Recast all the material below as a two-column CSV with the headers pin and points. Each row should hold one "pin:" line and the point lines that follow it, each in its own quoted field, with line breaks replaced by spaces.

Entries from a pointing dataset

══════

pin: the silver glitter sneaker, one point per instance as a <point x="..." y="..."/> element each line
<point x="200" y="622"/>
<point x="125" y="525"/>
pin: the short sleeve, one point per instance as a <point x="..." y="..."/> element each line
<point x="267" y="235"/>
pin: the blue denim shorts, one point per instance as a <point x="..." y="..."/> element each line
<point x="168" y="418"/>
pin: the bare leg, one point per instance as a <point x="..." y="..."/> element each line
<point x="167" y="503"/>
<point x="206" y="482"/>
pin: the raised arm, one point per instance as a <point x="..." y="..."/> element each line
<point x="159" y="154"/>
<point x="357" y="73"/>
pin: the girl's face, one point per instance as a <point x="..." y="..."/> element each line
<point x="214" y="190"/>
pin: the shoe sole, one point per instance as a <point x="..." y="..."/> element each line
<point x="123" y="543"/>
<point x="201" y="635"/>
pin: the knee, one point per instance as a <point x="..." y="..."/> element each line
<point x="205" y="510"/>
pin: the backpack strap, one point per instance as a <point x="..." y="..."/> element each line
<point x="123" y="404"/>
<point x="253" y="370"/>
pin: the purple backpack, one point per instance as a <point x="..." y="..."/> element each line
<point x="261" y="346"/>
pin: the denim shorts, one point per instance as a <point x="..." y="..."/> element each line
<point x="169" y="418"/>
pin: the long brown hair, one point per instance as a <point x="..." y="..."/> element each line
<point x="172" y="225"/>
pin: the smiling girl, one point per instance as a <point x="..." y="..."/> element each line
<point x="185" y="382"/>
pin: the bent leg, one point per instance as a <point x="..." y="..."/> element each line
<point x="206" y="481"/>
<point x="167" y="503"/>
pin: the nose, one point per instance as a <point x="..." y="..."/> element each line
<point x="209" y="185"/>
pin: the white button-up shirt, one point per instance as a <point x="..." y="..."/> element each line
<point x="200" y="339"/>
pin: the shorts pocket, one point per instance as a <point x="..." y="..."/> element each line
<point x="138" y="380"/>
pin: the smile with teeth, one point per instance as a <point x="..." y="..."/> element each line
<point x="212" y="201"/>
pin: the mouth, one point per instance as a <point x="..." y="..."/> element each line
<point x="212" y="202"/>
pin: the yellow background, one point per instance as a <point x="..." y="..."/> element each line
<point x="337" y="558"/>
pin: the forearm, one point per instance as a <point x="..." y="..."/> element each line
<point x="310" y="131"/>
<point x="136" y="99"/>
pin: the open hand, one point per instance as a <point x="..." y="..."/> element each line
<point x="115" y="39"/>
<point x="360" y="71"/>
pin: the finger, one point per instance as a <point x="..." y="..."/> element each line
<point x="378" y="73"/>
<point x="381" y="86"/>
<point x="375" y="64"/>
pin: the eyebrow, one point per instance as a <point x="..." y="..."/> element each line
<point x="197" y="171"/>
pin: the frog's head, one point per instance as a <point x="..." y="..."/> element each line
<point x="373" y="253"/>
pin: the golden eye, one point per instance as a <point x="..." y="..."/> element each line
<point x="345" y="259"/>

══════

Task response
pin,points
"pin: the silver glitter sneaker, one point per instance as a <point x=""..."" y=""...""/> element each line","<point x=""200"" y=""622""/> <point x=""125"" y=""525""/>"
"pin: the short sleeve, one point per instance as a <point x=""..."" y=""...""/> element each line","<point x=""267"" y=""235""/>"
"pin: the blue denim shorts, one point per instance as a <point x=""..."" y=""...""/> element each line","<point x=""168"" y=""418""/>"
"pin: the bare leg, one point per instance as a <point x=""..."" y=""...""/> element each line","<point x=""167"" y=""503""/> <point x=""206"" y=""482""/>"
"pin: the raised arm, one point per instance as a <point x=""..."" y=""...""/> element each line","<point x=""159"" y=""154""/> <point x=""357"" y=""73""/>"
"pin: the girl's face, one point per instance as a <point x=""..."" y=""...""/> element each line","<point x=""214"" y=""190""/>"
"pin: the shoe sole, one point per instance as a <point x=""..."" y=""...""/> element each line","<point x=""123"" y=""543""/> <point x=""201"" y=""635""/>"
"pin: the knee, one point per instance as a <point x=""..."" y=""...""/> element each line","<point x=""205"" y=""510""/>"
"pin: the backpack strap, one point per instance as a <point x=""..."" y=""...""/> element each line","<point x=""123"" y=""404""/> <point x=""253"" y=""370""/>"
"pin: the purple backpack, one point per instance as a <point x=""..."" y=""...""/> element each line","<point x=""261"" y=""346""/>"
"pin: the denim shorts, one point per instance as a <point x=""..."" y=""...""/> element each line","<point x=""169"" y=""418""/>"
"pin: the long brown hair, one point per instance as a <point x=""..."" y=""...""/> element each line","<point x=""172"" y=""225""/>"
"pin: the smiling girl, one point per instance as a <point x=""..."" y=""...""/> element each line","<point x=""185"" y=""382""/>"
"pin: the bent leg, one point per instance as a <point x=""..."" y=""...""/> element each line","<point x=""206"" y=""481""/> <point x=""167"" y=""503""/>"
"pin: the nose, one point per instance as a <point x=""..."" y=""...""/> element each line","<point x=""209"" y=""185""/>"
"pin: the white button-up shirt, one point per instance as a <point x=""..."" y=""...""/> element each line","<point x=""200"" y=""339""/>"
"pin: the shorts pocket, one point per instance as a <point x=""..."" y=""...""/> element each line","<point x=""138"" y=""380""/>"
"pin: the smile with teeth, one point per instance as a <point x=""..."" y=""...""/> element each line","<point x=""212"" y=""201""/>"
"pin: the mouth, one point per instance as a <point x=""..."" y=""...""/> element each line","<point x=""212"" y=""202""/>"
"pin: the yellow background, one point per instance as a <point x=""..."" y=""...""/> element each line","<point x=""337"" y=""558""/>"
"pin: the forearm, one point per instance as a <point x=""..."" y=""...""/> element each line","<point x=""310"" y=""131""/> <point x=""136"" y=""99""/>"
"pin: the open hand, one point per instance as a <point x=""..."" y=""...""/> element each line","<point x=""115"" y=""39""/> <point x=""360"" y=""71""/>"
"pin: the finger, one point per instance as a <point x=""..."" y=""...""/> element each line","<point x=""378"" y=""73""/> <point x=""381"" y=""86""/> <point x=""375"" y=""64""/>"
"pin: the eyebrow, one point per instance as a <point x=""..."" y=""...""/> element each line","<point x=""197"" y=""171""/>"
"pin: the frog's head, one point per instance as a <point x=""..."" y=""...""/> element each line","<point x=""373"" y=""253""/>"
"pin: the golden eye, one point per instance as a <point x=""..."" y=""...""/> element each line","<point x=""345"" y=""259""/>"